Saved data entries:

--- START ---

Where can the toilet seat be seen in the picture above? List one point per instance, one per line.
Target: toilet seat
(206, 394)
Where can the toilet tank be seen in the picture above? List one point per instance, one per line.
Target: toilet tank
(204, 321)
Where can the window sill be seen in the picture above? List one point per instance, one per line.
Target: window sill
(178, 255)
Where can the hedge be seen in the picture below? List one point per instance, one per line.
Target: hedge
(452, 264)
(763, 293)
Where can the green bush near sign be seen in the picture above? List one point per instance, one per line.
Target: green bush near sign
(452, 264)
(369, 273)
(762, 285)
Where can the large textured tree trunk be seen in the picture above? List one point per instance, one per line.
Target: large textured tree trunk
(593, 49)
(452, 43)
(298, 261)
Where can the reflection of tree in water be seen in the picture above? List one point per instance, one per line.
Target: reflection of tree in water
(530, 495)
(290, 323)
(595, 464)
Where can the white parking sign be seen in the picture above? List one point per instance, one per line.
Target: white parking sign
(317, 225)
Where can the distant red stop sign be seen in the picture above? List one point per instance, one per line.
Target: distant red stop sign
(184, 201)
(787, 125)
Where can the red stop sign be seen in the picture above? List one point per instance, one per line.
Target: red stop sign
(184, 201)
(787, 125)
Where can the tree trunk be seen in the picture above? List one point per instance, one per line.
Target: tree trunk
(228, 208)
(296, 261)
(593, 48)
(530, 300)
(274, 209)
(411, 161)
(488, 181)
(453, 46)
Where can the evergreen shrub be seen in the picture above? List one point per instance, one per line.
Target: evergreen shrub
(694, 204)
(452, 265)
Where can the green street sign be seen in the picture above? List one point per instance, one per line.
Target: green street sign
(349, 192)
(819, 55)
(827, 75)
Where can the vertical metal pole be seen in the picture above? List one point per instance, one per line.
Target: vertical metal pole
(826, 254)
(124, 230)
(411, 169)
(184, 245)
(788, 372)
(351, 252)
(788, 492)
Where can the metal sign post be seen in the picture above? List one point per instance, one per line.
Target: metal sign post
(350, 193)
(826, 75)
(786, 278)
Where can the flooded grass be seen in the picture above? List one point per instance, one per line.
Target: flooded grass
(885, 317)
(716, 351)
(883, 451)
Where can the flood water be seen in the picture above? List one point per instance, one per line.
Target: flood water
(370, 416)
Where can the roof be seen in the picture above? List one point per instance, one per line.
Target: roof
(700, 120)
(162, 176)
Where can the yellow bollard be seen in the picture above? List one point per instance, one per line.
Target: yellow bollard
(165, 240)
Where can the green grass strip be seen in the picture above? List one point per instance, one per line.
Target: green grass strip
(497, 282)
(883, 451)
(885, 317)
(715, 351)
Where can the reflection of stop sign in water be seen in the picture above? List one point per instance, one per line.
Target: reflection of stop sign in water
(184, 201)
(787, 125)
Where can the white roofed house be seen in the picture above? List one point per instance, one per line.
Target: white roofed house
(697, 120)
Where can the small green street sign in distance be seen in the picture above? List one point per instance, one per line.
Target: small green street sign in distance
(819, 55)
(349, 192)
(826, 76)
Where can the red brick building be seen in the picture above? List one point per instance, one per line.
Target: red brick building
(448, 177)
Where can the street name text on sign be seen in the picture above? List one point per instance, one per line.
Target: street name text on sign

--- END ---

(Task instructions): After the last line, print all the entries once again, unchanged.

(Your solution):
Where can the toilet seat be seen in the picture above? List one point per instance, one per line.
Target: toilet seat
(206, 394)
Where can the toilet tank be seen in the picture above? List one point per instance, one per line.
Target: toilet tank
(204, 321)
Where can the window sill be seen in the picture above? List one point per instance, one per line.
Target: window sill
(178, 255)
Where can the hedge be seen in the picture below? List one point per instance, one per line.
Target: hedge
(452, 264)
(763, 293)
Where can the green bush near sign be seen in the picture above? List one point per instance, one per line.
Target: green bush near sign
(452, 264)
(369, 273)
(762, 285)
Where can the large textured tree trunk be seen in the picture above? List one point per instance, one per line.
Target: large textured tree trunk
(593, 49)
(452, 43)
(298, 261)
Where can the reflection of tree in water be seen in the picture above? List one point per instance, one per line.
Target: reflection of tree in water
(530, 495)
(290, 323)
(595, 464)
Where can the white parking sign be seen in the picture above? List one point per instance, one per line.
Target: white parking sign
(317, 225)
Where can the distant red stop sign be seen in the picture above? List one point per instance, one per line.
Target: distant red stop sign
(184, 201)
(787, 125)
Where can the red stop sign be seen in the picture above? List one point per instance, one per line.
Target: red stop sign
(184, 201)
(787, 125)
Where can the tree trunk be seen in the picture above? List one point per instance, one per line.
Target: tree trunk
(228, 208)
(296, 261)
(593, 48)
(530, 300)
(274, 209)
(411, 161)
(488, 181)
(453, 46)
Where can the evergreen shrub be seen in the picture above? List one point per instance, one per line.
Target: evergreen shrub
(694, 204)
(452, 265)
Where can the green street sign be seen in the picture above? List one point per instance, one per line.
Target: green street sign
(349, 192)
(819, 55)
(827, 75)
Where can the vertical metal pole be seen in the picture above? List one point per instance, one per line.
Target: vertical metal pole
(826, 254)
(124, 230)
(411, 169)
(184, 245)
(788, 372)
(351, 252)
(788, 492)
Where can the metal sign post be seen in the picture above? List one point per instance, one per line.
Target: metal sign post
(350, 193)
(826, 75)
(786, 278)
Where can the flooded grass be seen in the picture above? List one point per instance, one per line.
Target: flooded grass
(885, 317)
(716, 351)
(883, 451)
Where can the flood water be seen in the picture above? List one point per instance, one per line.
Target: flood water
(370, 416)
Where can the roof be seen in the picture above? List one point per instance, one per line.
Target: roof
(700, 120)
(162, 176)
Where can the yellow bollard be seen in the picture above? List one point per instance, one per line.
Target: yellow bollard
(165, 240)
Where can the green grass strip be seen in the picture above? List one point per instance, one per line.
Target: green grass strip
(497, 282)
(883, 451)
(885, 317)
(715, 351)
Where can the reflection of stop sign in water be seen in the picture above? List one point per instance, one per line.
Target: reflection of stop sign in water
(184, 201)
(787, 125)
Where can the white roofed house be seen in the picture above? List one point per instance, one per line.
Target: white roofed house
(697, 120)
Where can the small green street sign in distance be seen in the picture above? List one point per instance, one per line.
Target: small green street sign in distance
(819, 55)
(349, 192)
(826, 76)
Where can the red brick building be seen in the picture above? List one point per instance, one per line.
Target: red brick building
(448, 177)
Where can the street name text on sign be seen in the picture above? List one point per instance, one per line.
Target: street name text on sign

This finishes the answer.